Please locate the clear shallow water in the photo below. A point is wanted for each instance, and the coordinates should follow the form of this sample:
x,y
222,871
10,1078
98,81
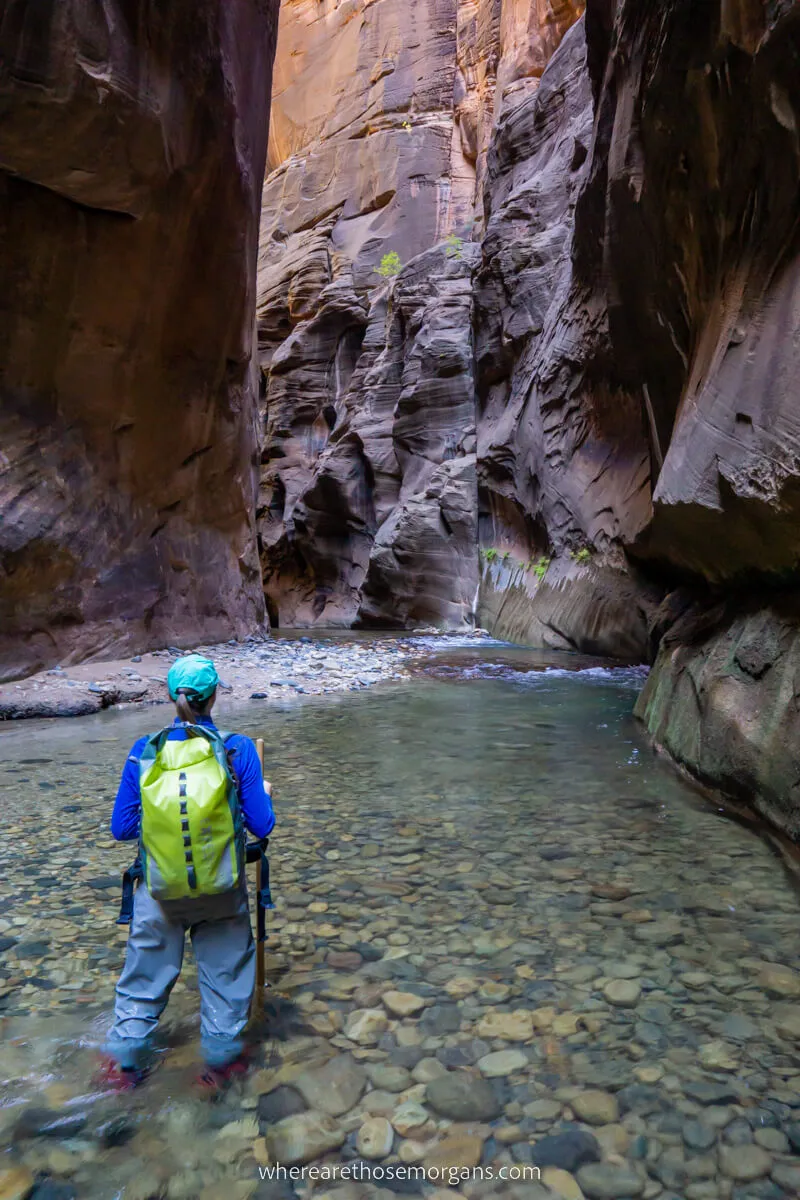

+++

Directions:
An exact reproduction of the data above is required, with every picture removed.

Output for this task:
Please locate the clear shallow water in the photo below. A point is wanted for each instance, and the coordinates should follow the form of this sample:
x,y
222,871
10,1078
98,81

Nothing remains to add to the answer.